Seeing Mafe now and seeing how far he has come, you’d think he was a highly touted recruit out of high school. But Mafe was only a fringe three-star recruit from Hopkins, Minnesota — a town of just over 18,000. His first offers came from North Dakota and Northern Iowa in August of 2016. The FBS interest didn’t come until September when Wyoming came calling.
Still, the 6’3″, 218-pound defender held out hope for an in-state opportunity with the Minnesota Golden Gophers. And soon, he got it. He was offered a scholarship by the Golden Gophers later in September. Not long after that, he’d become a commit in P.J. Fleck’s inaugural Minnesota class.
Mafe’s career at Minnesota
Mafe’s growth was gradual. The Minnesota DE didn’t become a star overnight. He came to Minnesota at just 218 pounds, with a 4.95 40-yard dash and a vertical just over 32 inches. But lots of hard work in the weight room and positional drills piled up. Mafe maximized himself — the results eventually followed.
Early on, Mafe was a rotational player at best. He redshirted in 2017 and played sparingly in 2018. But every year, he got a few more opportunities, and he flashed more and more with the chances he got. 2019 saw him earn 3 sacks and 3.5 tackles for loss. In 2020, Mafe accumulated 27 tackles, 5.5 tackles for loss, 4.5 sacks, 2 pass deflections, and 2 forced fumbles. And in 2021, he officially broke out as a star on the college football stage.
Mafe was one of the most dangerous pass-rushing threats in the Big Ten during the 2021 season. The Minnesota DE amassed 34 tackles, 10 tackles for loss, 7 sacks, and a forced fumble in 13 games — nine of which he started. Mafe earned All-Big Ten honors for his play, and he also fielded an invite to the Senior Bowl in Mobile, Alabama.

> Information shown

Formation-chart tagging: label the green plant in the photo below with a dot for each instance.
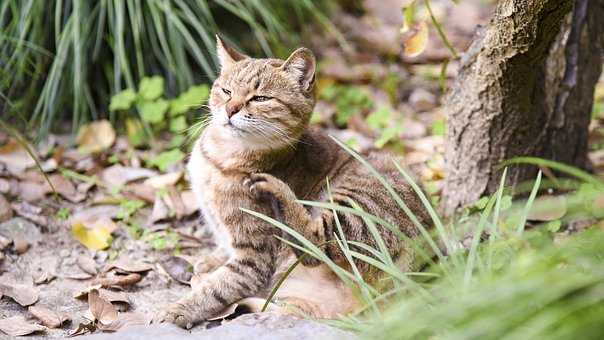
(63, 59)
(518, 284)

> Problems to work on
- A) Answer these questions using the text about Mafe's football career:
(i) Which two schools made Mafe his first offers?
(ii) What was Mafe's 40-yard dash time when he came to Minnesota?
(iii) How many games did Mafe start during the 2021 season?
- B) List every school that the text about Mafe's football career says offered him a scholarship or made him an offer.
- C) Continue the text about Mafe's football career, picking up after its final sentence.

> Outputs by task
- A)
(i) North Dakota and Northern Iowa
(ii) 4.95
(iii) Nine

- B) North Dakota, Northern Iowa, Wyoming, Minnesota

- C)
Mafe’s NFL Draft ascension
Mafe is still developing as a pass rusher. His hands can be more consistently violent and precise, and his pass-rush plan can be more fleshed out at times. There’s no doubt room for him to grow as a multitasking rusher. However, Mafe is already trending up in that category after a stellar 2021 campaign, and he has the physical traits worth banking on for an NFL franchise. He also has the attention to detail and mindset to keep growing. His dominant Senior Bowl showing was proof — both of his potential and his progress to this point.
Though he’ll be 23 years old at the start of the 2022 season, Mafe brings with him a working arsenal of moves. And in a supremely athletic 2022 EDGE class, it’s not brash to say that he could be a top-three pure athlete in the group. Mafe’s athletic testing alone will get him early-round buzz, but don’t be scared off by the excitement. Mafe isn’t just an athlete. He’s a growing player with dominant potential at his maximum projection.
Tony Pauline’s Scouting Report on Boye Mafe
Positives: Athletic, intense college pass rusher who can line up in a three-point stance or stand over tackle. Agile, fast up the field, and displays tremendous speed and quickness off the edge. Bends off the corner, breaks down well, and relentlessly attacks opposing quarterbacks. Easily changes direction, gets into space, and makes plays against the run.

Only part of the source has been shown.